__Requisitos do problema__:
Enumere todas as pessoas referidas pelo nome no texto sobre Alfredo Pimenta, incluindo o próprio Alfredo Pimenta.
━━ Texto de leitura ━━
Muito disto se passa com Alfredo Pimenta. Quase toda a gente, neste País, se acha no direito de ter opiniões acerca da sua obra e da sua pessoa. E no entanto, quase toda essa gente fala de cor.
Uns conhecem dele alguns artigos de jornal — pouco mais. E isso lhes basta... Outros vêem nele o polemista contundente, o caceteiro que esmagava o adversário com o poder de uma argumentação inabalável. E isso lhes basta. Outros, ainda, porque o escutaram nalguma conferência, sentem-se intimamente satisfeitos e dizem para consigo próprios que estão à altura de poderem discutir a personalidade de Alfredo Pimenta.
Poucos, porém, conhecem, ou tentaram conhecer, a sua vastíssima obra de esclarecimento político; muito poucos leram os seus trabalhos de historiografia; e quase nenhuns sentiram o admirável poeta de "O Livro da Minha Saudade" e de "O Livro das Quimeras".
É por isso que, numa sessão, como esta, de homenagem póstuma a Alfredo Pimenta, eu me sinto no dever de dizer aqui, diante de todos e antes de mais, que a melhor homenagem a prestar à sua memória, a que ele mais estimaria, a mais real e mais profícua, será precisamente a que, por um dever de consciência e por um imperativo da inteligência, cada um de nós fizer por si mesmo, — lendo a sua obra, meditando-a, compreendendo-a.
II
«Tu m`en demandes trop long. J`évolue, comme on dit. Par conséquent, je ne sais pas exactement ou j`en suis. Je sais très bien ce que je ne crois plus, je ne suis pas encore fixé sur ce que je dois croire.» Esta resposta de Jules Lemaître, quando lhe perguntaram o que era, afinal, em política, — se era realista ou se era bonapartista —, vem na "Enquête sur la Monarchie" de Charles Maurras. Um dia, um amigo, de visita a Alfredo Pimenta, abriu o exemplar da "Enquête" que estava sobre a secretária, e encontrou esta passagem sublinhada a lápis. Era em 1915. E, com a queda do Governo de Pimenta de Castro, frustraram-se as derradeiras esperanças dos que ainda poderiam acreditar na viabilidade da República.
━━━
━━ Extrato de dados ━━
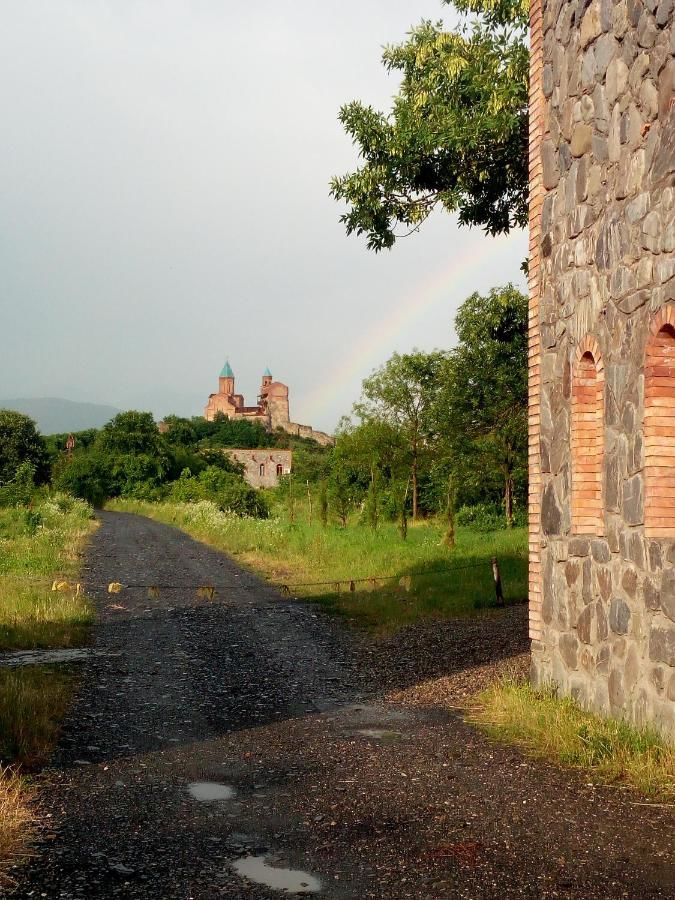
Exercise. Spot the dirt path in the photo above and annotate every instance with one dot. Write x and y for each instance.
(283, 710)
━━━
__Resolução__:
- Alfredo Pimenta
- Jules Lemaître
- Charles Maurras
- Pimenta de Castro